## Dokumen Sumber
Kecurangan dalam UTBK, Buah Hasil Pendidikan ala Kapitalisme?
Oleh : Mela
5 Mei 2025 / 7 Dzulqoidah 1446
Belum lama ini telah digelar pelaksanaan Ujian Tulis Berbasis Komputer (UTBK) untuk Seleksi Nasional Berdasarkan Tes (SNBT) tahun 2025. Sayangnya, panitia Seleksi Nasional Penerimaan Mahasiswa Baru (SNPMB) menemukan setidaknya ada 14 kecurangan yang dilakukan oleh peserta saat menjalani ujian seleksi tersebut. Pada hari pertama yakni tanggal 23 April 2025 terdapat sembilan kasus, sementara hari kedua tanggal 24 April 2025 sebanyak 5 kasus. Kecurangan dilakukan melalui berbagai cara dan teknologi untuk mencuri soal UTBK. Bahkan, modus baru kecurangan yang dilakukan peserta tahun ini adalah dengan menyelundupkan alat perekam dalam bentuk kamera kecil yang tersembunyi di behel gigi, kuku, ikat pinggang, dan kancing baju. Menurut Ketua Umum SNPMB, Prof. Eduart Wolok, jika dilihat dari total peserta yang hadir pada sesi satu (1) hingga sesi empat (4) yaitu sebesar 196.328, maka temuan kecurangan sebanyak 0,0071 persen kasus. Namun, beliau mengatakan bahwa sekecil apapun kecurangannya, panitia tidak akan mentolerir. (Kompas.com, 25/4/25).
Selaras dengan kasus kecurangan tersebut, hasil Survei Penilaian Integritas (SPI) Tahun 2024 yang dilakukan oleh KPK seolah mengiyakan bahwa moral anak bangsa saat ini tengah berada di ambang kehancuran. Bagaimana tidak, sebanyak 449.865 responden yang terdiri dari 35.850 sekolah dasar dan 1.238 perguruan tinggi, ditemukan 38,4% siswa meminta orang lain untuk mengerjakan tugasnya dan 20,69% siswa memilih untuk menyontek daripada harus belajar. Sementara itu di tingkat pendidikan tinggi, 51,57% mahasiswa mengaku bahwa mereka ikut menyontek atau plagiat saat melihat rekannya melakukan hal demikian, dan 44,59% mahasiswa pun mengaku telah melakukan plagiarisme. (detik.com, 25/4/25)

(Baris dari sumber data)
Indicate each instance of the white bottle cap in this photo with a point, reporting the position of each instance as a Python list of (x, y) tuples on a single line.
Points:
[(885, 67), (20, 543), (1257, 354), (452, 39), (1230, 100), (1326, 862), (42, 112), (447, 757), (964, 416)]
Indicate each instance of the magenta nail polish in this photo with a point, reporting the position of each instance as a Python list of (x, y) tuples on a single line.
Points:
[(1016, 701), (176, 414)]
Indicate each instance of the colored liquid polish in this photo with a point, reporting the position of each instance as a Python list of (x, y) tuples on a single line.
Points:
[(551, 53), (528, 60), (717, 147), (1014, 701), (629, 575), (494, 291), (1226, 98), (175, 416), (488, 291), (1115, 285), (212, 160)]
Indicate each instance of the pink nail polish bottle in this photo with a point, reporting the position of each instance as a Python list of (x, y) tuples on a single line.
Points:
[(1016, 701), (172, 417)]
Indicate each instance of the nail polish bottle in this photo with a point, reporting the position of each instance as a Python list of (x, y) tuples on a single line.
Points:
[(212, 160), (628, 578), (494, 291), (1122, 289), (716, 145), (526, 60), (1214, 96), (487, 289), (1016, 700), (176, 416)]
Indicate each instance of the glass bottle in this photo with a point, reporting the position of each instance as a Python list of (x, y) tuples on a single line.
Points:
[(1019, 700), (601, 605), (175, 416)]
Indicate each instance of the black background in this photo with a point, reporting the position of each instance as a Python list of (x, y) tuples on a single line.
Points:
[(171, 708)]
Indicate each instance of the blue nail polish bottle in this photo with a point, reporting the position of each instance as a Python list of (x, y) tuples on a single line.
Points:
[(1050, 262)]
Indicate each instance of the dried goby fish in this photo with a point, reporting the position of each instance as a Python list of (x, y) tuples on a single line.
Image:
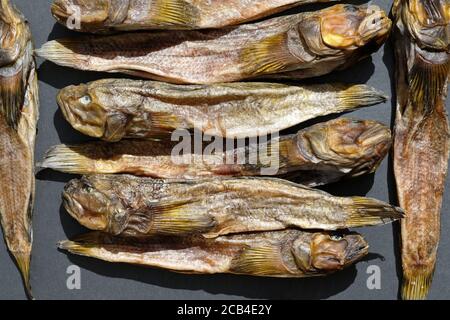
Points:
[(307, 44), (421, 133), (133, 206), (18, 117), (126, 15), (114, 109), (320, 154), (288, 253)]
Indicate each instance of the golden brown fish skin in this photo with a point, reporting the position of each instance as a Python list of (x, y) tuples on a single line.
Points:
[(285, 254), (140, 207), (18, 119), (101, 16), (311, 44), (421, 134), (113, 109), (320, 154)]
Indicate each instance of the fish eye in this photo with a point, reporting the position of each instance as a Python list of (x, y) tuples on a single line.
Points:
[(87, 188), (86, 100), (336, 237)]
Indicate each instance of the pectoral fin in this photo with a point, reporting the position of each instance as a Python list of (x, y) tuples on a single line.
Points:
[(115, 128), (173, 13), (177, 218), (267, 56), (259, 261)]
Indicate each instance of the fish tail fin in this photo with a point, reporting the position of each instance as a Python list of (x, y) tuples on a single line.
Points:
[(63, 52), (68, 159), (355, 96), (23, 264), (370, 212), (416, 287)]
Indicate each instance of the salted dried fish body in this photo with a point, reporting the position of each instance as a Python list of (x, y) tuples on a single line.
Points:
[(311, 44), (320, 154), (127, 15), (421, 134), (114, 109), (18, 119), (140, 207), (287, 254)]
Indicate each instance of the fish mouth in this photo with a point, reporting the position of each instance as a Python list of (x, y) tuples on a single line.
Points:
[(88, 13), (60, 10), (376, 25), (86, 117), (74, 195), (349, 27)]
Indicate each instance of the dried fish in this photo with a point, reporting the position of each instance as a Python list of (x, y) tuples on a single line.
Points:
[(18, 119), (421, 134), (287, 254), (116, 109), (320, 154), (126, 15), (302, 45), (139, 207)]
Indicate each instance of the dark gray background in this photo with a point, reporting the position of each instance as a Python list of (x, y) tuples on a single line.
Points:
[(101, 280)]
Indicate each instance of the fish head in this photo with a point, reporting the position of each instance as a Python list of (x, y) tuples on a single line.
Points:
[(88, 204), (14, 33), (326, 252), (348, 27), (81, 14), (428, 22), (354, 147), (82, 108)]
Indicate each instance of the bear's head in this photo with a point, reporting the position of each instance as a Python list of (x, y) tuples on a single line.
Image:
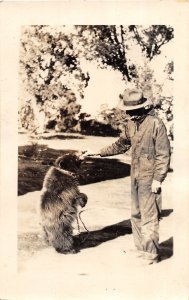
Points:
[(69, 162)]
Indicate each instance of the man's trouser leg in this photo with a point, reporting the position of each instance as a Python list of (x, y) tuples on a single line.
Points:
[(149, 208), (135, 215), (144, 218)]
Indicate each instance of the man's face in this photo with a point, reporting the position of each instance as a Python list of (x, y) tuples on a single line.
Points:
[(135, 114)]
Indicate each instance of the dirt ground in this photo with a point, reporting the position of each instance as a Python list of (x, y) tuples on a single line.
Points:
[(105, 267)]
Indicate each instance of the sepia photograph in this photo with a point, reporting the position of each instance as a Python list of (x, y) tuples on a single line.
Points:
[(95, 148)]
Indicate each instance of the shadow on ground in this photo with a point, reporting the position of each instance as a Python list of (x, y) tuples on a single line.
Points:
[(95, 238), (62, 137), (166, 249)]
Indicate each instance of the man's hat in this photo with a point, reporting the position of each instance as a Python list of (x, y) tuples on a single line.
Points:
[(133, 99)]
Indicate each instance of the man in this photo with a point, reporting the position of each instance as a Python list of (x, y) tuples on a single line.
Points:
[(147, 136)]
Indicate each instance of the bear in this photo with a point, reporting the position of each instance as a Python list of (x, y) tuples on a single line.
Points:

## Tugas Tertulis 1
Terjemahkan kalimat berikut dari artikel tentang kecurangan UTBK ke dalam bahasa Inggris: "Pada hari pertama yakni tanggal 23 April 2025 terdapat sembilan kasus, sementara hari kedua tanggal 24 April 2025 sebanyak 5 kasus."
## Tugas Tertulis 2
Lanjutkan artikel tentang kecurangan UTBK mulai setelah kalimat terakhirnya.

## Hasil 1
On the first day, April 23, 2025, there were nine cases, while on the second day, April 24, 2025, there were 5 cases.

## Hasil 2
Kasus seperti ini tentu bukan hal baru di tengah-tengah masyarakat. Tahun-tahun sebelumnya pun panitia pelaksanaan ujian seleksi mahasiswa baru kerap menemukan kecurangan-kecurangan serupa oleh oknum calon mahasiswa baru. Berita mengenai plagiarisme yang dilakukan oleh mahasiswa dalam memenuhi tugas akhirnya pun santer terdengar oleh kita. Namun, apa sebenarnya yang menjadi penyebab maraknya kasus kecurangan dalam ujian seleksi mahasiswa baru ini? Kemudian setelah menjadi mahasiswa, apa jua hal yang menyebabkan integritasnya menurun saat memenuhi tanggung jawab mereka?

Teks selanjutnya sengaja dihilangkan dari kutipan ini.